EXERCISE AIM
What is needed is an exact copy of the entries below, from the line that contains "Shelf-audit task: drop a dot on every instance of the parked" through the final line, both included, and nothing else.

(Data records)
- - - - -

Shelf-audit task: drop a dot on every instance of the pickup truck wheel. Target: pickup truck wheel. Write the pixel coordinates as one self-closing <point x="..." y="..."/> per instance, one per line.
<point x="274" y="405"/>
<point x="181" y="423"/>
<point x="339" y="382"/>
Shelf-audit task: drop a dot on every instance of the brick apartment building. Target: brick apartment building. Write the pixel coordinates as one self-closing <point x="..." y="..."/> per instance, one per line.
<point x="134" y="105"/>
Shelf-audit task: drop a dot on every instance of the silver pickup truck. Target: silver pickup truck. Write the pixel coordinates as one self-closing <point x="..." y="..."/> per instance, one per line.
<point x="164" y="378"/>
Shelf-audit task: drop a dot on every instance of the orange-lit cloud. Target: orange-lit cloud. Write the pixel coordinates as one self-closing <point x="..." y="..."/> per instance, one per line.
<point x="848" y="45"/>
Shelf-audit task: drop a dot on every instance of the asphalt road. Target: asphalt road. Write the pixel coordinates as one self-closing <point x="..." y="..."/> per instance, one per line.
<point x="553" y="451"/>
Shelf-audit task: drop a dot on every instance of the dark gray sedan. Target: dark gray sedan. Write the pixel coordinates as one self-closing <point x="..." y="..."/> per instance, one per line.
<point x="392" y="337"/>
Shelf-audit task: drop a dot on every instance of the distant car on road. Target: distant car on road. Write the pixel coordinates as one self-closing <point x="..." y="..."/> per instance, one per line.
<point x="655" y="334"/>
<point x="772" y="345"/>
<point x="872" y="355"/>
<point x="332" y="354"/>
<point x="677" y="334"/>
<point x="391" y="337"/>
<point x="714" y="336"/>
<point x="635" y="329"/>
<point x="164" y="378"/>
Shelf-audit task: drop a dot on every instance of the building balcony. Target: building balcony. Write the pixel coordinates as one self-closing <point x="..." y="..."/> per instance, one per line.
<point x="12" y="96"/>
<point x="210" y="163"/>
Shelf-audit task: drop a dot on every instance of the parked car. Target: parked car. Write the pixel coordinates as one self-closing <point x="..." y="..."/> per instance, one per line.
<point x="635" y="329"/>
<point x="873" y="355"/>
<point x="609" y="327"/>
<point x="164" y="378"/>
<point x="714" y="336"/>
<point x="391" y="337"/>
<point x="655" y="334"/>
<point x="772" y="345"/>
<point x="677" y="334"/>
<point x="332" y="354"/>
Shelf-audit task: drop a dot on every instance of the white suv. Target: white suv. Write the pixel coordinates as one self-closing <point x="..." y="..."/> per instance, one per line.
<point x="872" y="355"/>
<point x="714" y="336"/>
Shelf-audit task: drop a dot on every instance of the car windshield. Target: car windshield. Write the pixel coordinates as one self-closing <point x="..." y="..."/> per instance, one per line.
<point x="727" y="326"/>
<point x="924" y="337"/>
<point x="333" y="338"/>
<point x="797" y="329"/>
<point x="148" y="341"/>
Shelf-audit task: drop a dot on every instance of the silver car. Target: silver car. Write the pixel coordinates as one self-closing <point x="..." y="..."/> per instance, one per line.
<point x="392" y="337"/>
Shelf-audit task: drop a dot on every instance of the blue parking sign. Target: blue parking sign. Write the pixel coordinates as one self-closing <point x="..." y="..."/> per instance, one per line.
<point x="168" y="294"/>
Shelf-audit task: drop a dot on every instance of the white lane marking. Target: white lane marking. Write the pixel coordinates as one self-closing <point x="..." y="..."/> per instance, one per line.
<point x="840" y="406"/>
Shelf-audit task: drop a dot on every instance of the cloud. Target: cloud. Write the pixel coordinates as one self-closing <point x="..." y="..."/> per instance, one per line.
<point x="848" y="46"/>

- - - - -

SOLUTION TO THE PROBLEM
Shelf-audit task: drop a dot on every instance of the parked car. Target: parked car. Write the pixel coordinates as one self-closing <point x="..." y="..."/> per instance, one per line.
<point x="635" y="329"/>
<point x="873" y="355"/>
<point x="609" y="327"/>
<point x="164" y="378"/>
<point x="714" y="336"/>
<point x="391" y="337"/>
<point x="655" y="334"/>
<point x="772" y="345"/>
<point x="677" y="334"/>
<point x="332" y="354"/>
Shelf-audit task: drop a dot on every instance of the white suv. Target: white suv. Write the pixel coordinates as one self-closing <point x="..." y="..."/> per instance, one per line.
<point x="872" y="355"/>
<point x="714" y="336"/>
Shelf-audit task: drop a dot on every instance of the car windshield. Target: car windshield. Write the pixel coordinates as one self-closing <point x="..." y="..."/> per instance, one per line.
<point x="727" y="326"/>
<point x="924" y="337"/>
<point x="333" y="338"/>
<point x="797" y="329"/>
<point x="148" y="341"/>
Shelf-audit task: drop a dot on every instance of the silver car. Target: silver car. Write the pixel coordinates as one self-closing <point x="..." y="..."/> per instance, one per line.
<point x="392" y="337"/>
Shelf-audit task: drop a dot on every instance of the blue parking sign. Target: blue parking sign. Write the pixel coordinates as one self-closing <point x="..." y="..."/> per instance, one per line.
<point x="168" y="294"/>
Shelf-audit task: drop a dot on every instance of the white lane marking. Target: white lane marking. Write the pixel coordinates as one self-closing <point x="..." y="..."/> per instance, one per line.
<point x="840" y="406"/>
Shelf-audit task: drop a dot on every instance of the cloud. Target: cloud. Write the pixel coordinates as one self-closing <point x="..." y="..."/> per instance, one per line.
<point x="848" y="46"/>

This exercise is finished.